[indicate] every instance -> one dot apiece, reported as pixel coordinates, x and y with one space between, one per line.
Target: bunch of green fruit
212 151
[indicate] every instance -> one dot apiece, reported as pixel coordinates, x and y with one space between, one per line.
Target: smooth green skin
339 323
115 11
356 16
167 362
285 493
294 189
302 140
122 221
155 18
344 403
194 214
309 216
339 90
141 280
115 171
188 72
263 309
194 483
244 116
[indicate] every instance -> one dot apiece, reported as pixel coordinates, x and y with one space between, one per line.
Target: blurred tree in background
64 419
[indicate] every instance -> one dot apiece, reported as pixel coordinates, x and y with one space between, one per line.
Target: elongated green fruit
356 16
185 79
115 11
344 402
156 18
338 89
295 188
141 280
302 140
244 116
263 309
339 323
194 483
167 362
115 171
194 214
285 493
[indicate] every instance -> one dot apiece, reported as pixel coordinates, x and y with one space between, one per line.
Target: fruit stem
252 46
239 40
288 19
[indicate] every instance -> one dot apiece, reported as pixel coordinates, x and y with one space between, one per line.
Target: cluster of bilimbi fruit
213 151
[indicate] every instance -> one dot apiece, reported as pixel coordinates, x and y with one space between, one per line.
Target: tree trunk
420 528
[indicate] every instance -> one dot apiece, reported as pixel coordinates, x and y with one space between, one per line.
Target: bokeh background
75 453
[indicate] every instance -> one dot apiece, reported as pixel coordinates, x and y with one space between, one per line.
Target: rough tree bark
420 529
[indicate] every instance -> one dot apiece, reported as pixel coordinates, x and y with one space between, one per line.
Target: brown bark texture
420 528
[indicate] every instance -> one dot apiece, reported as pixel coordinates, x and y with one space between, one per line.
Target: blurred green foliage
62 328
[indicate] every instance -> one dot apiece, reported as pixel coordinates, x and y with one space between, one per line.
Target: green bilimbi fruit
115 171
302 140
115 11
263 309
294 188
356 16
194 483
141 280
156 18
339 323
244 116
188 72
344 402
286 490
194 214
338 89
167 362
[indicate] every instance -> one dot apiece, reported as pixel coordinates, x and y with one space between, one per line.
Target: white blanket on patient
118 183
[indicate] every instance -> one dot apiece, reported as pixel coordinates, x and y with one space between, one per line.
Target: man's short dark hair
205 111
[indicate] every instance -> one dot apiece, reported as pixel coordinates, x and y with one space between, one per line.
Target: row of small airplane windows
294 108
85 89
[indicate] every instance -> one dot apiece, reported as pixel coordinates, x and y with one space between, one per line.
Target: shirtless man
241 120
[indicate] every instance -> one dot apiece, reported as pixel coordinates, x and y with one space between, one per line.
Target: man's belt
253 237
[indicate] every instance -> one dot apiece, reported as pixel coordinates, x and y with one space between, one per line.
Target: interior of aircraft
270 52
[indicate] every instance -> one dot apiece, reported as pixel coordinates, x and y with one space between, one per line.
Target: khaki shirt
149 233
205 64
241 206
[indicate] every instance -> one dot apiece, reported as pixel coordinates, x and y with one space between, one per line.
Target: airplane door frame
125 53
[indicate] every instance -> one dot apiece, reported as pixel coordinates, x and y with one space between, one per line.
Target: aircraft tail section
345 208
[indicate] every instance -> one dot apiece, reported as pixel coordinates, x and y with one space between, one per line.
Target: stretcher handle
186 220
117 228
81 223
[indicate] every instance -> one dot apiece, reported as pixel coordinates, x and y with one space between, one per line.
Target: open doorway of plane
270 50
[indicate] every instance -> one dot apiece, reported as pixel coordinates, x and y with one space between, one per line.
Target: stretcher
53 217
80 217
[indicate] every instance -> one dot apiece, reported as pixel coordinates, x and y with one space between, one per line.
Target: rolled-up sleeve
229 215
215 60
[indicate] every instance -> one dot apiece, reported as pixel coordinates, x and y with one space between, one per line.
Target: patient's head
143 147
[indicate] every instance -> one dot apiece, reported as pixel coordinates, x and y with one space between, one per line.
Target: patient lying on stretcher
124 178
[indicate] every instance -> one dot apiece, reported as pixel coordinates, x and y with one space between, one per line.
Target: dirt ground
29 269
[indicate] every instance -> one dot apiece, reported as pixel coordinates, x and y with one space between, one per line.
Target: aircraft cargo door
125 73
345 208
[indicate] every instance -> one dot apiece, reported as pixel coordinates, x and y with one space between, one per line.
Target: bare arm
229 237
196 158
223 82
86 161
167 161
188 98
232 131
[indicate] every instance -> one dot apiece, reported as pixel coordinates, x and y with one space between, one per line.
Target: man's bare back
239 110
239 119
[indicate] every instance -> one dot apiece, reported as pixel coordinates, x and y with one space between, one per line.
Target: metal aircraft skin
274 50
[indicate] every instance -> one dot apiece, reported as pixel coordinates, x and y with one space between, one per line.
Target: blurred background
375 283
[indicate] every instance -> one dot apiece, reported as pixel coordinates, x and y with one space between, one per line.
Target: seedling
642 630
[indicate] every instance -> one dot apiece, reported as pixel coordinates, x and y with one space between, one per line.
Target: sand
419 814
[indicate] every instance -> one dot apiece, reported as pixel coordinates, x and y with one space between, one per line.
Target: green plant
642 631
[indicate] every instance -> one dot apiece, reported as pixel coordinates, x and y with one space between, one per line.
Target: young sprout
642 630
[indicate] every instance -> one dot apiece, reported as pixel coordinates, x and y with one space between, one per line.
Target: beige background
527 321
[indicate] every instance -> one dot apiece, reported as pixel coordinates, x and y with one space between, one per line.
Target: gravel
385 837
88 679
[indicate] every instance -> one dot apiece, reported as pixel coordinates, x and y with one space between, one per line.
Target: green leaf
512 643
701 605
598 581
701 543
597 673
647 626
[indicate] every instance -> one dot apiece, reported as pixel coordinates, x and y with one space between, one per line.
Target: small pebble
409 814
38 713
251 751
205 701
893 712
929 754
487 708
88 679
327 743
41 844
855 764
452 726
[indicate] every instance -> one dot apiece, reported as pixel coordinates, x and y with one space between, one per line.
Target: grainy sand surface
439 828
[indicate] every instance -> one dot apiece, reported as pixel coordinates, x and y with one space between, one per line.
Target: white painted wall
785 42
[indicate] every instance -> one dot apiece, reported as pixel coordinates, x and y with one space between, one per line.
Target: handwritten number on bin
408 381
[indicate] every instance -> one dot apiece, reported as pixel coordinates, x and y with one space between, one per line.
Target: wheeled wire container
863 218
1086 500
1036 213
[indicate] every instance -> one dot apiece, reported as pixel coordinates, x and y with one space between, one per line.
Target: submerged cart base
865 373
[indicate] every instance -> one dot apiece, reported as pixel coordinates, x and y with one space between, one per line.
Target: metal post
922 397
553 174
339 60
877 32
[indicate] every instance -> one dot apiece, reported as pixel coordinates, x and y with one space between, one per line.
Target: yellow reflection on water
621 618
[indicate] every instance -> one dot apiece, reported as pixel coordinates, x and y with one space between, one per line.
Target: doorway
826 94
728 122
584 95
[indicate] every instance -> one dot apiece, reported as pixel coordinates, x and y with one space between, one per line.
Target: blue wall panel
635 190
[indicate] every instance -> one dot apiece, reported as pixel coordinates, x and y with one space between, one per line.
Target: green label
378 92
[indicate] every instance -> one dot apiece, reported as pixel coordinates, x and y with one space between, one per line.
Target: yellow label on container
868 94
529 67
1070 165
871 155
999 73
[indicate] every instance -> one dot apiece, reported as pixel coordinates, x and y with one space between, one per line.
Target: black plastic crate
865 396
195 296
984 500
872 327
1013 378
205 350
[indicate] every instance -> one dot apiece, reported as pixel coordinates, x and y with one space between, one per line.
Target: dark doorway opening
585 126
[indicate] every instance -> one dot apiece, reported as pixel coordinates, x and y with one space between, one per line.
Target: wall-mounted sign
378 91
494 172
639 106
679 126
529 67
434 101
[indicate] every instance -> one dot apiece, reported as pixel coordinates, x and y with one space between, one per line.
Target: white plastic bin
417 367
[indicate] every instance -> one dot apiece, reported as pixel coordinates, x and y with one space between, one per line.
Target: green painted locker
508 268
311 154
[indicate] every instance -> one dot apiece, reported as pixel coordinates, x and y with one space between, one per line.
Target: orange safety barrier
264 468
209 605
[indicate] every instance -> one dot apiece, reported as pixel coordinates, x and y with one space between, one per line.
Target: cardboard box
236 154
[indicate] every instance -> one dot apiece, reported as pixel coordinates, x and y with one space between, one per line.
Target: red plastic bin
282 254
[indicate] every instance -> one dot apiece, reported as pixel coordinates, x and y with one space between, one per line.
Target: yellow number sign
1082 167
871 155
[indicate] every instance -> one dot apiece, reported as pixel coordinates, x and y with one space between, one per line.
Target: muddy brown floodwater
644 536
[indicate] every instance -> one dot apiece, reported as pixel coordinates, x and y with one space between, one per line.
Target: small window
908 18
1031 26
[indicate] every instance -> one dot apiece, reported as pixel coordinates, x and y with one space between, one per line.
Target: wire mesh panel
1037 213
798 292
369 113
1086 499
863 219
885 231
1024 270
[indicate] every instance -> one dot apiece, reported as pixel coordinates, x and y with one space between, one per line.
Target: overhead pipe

___

◆ Set exercise
Pull out every line of the rows above that contains the string "bark" and list each one in full.

◆ Task result
Target: rough tree bark
Target: brown bark texture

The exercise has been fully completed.